> [What is being asked]: From the records below, transcribe exactly the lines that begin at the line with "Note: mark the forest floor" and end at the line with "Note: mark the blurred", both included.

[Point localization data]
------------------------------------

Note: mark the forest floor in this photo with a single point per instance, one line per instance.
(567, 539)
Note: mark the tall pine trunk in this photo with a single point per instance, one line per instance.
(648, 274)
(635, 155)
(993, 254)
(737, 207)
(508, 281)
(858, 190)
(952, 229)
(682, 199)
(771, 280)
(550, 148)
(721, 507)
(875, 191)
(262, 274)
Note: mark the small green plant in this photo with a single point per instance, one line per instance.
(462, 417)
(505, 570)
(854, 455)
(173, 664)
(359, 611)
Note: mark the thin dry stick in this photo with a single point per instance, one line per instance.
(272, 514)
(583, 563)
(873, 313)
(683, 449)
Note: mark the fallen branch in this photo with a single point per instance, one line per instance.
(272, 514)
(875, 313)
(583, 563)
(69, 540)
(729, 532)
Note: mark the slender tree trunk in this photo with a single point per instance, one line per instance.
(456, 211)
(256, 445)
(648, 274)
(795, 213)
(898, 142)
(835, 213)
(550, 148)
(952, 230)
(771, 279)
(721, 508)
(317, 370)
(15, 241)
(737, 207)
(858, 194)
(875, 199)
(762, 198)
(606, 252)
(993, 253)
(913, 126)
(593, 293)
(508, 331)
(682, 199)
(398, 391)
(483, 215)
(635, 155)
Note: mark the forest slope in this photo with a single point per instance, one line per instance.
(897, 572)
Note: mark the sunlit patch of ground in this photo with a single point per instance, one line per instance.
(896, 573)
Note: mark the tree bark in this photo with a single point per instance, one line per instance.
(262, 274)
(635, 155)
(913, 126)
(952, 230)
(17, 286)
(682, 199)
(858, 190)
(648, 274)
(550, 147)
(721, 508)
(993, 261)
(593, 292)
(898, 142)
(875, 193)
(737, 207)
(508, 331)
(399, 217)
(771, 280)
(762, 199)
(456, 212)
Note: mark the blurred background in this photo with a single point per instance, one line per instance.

------------------------------------

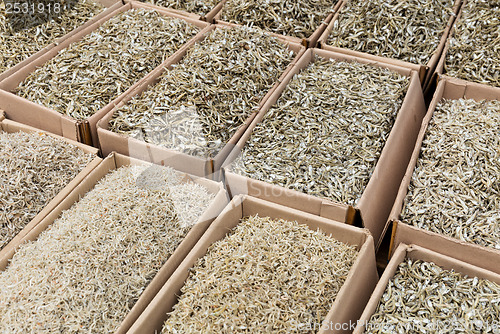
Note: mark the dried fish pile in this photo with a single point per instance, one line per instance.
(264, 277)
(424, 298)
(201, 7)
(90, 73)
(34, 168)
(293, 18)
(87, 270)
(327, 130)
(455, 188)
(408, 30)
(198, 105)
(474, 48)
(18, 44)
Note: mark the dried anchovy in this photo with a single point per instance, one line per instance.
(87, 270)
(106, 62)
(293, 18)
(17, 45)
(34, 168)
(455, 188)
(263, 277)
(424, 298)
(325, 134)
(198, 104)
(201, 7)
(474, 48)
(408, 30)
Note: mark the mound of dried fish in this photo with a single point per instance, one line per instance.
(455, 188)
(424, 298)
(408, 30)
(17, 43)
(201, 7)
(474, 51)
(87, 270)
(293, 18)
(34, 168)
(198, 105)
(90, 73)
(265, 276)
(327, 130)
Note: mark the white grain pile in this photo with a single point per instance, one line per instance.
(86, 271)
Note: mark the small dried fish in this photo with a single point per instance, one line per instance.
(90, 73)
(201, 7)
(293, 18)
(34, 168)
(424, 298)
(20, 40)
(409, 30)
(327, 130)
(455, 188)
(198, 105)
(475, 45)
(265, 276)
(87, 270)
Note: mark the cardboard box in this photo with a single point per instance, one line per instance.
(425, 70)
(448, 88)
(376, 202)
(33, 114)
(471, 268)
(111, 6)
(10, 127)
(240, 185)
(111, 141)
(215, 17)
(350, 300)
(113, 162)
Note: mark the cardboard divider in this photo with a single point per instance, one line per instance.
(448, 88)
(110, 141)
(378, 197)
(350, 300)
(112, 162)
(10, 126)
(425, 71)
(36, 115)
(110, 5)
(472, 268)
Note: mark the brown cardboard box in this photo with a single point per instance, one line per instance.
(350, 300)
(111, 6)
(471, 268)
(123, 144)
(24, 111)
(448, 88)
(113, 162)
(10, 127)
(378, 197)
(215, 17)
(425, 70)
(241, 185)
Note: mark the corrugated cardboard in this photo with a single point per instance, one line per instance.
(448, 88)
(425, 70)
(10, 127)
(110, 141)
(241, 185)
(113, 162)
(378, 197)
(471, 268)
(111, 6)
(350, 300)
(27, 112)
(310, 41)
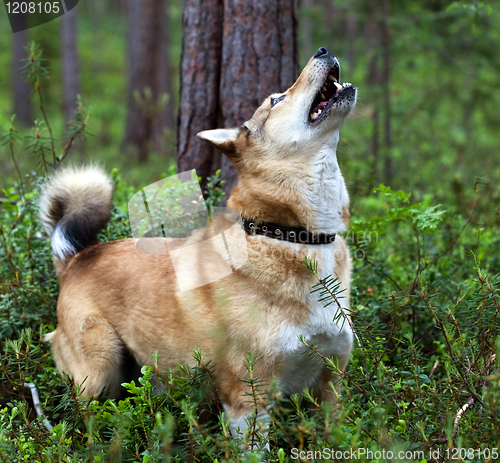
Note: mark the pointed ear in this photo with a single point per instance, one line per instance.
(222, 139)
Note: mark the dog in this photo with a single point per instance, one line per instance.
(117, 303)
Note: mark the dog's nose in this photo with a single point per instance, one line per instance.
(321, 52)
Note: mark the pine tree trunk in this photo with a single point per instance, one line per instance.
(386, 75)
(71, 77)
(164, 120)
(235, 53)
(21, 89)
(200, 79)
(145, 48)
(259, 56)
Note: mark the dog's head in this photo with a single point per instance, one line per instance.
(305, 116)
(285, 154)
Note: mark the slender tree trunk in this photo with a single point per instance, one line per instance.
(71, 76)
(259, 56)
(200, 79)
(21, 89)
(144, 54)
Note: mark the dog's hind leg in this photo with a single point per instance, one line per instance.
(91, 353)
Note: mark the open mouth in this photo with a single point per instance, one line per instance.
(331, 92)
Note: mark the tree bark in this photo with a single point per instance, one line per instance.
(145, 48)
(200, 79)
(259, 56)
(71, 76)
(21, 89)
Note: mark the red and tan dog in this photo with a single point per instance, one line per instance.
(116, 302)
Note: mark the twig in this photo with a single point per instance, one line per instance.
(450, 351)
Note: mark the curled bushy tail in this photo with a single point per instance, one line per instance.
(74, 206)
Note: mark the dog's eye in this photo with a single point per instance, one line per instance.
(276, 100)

------------------------------------

> [Your response]:
Note: mark the forest floor in this photo with a single point per instance, one line per instance.
(567, 539)
Note: mark the tall pine trunk in this photo with a single point per instance, one line per instance.
(648, 274)
(635, 155)
(993, 254)
(737, 207)
(508, 281)
(858, 190)
(952, 229)
(682, 199)
(771, 280)
(550, 148)
(721, 507)
(875, 191)
(262, 274)
Note: mark the small green plant in this photo with a single point per instance, one line per instance.
(462, 417)
(505, 570)
(854, 455)
(173, 664)
(359, 611)
Note: mark the thin dry stick in this photo with a single point per instance, one line per instance.
(272, 514)
(583, 563)
(873, 313)
(683, 449)
Note: mark the fallen branch in this photo with a single point per instance, one line per instance.
(272, 514)
(875, 313)
(583, 563)
(69, 540)
(729, 532)
Note: mark the slender tree trunk in this photo with a single point per instance, one line per instance.
(456, 211)
(256, 445)
(648, 274)
(795, 213)
(898, 142)
(835, 213)
(550, 148)
(952, 230)
(771, 279)
(721, 508)
(317, 370)
(15, 241)
(737, 207)
(858, 194)
(875, 199)
(762, 198)
(606, 252)
(993, 253)
(913, 126)
(593, 293)
(508, 331)
(682, 199)
(398, 391)
(483, 215)
(635, 155)
Note: mark the forest slope in this photo with a single point per instance, one line per instance.
(897, 572)
Note: mark the sunlit patch of ground in this photo with a single point per instance, one line per instance.
(896, 573)
Note: mark the tree bark in this photo with a single point per instance, one line per instance.
(262, 274)
(635, 155)
(913, 126)
(952, 230)
(17, 286)
(682, 199)
(858, 190)
(648, 274)
(550, 147)
(721, 508)
(993, 261)
(593, 292)
(898, 142)
(875, 193)
(737, 207)
(508, 331)
(399, 217)
(771, 280)
(762, 199)
(456, 212)
Note: mark the blurred background in this photo with a single point per instance, one line per instance.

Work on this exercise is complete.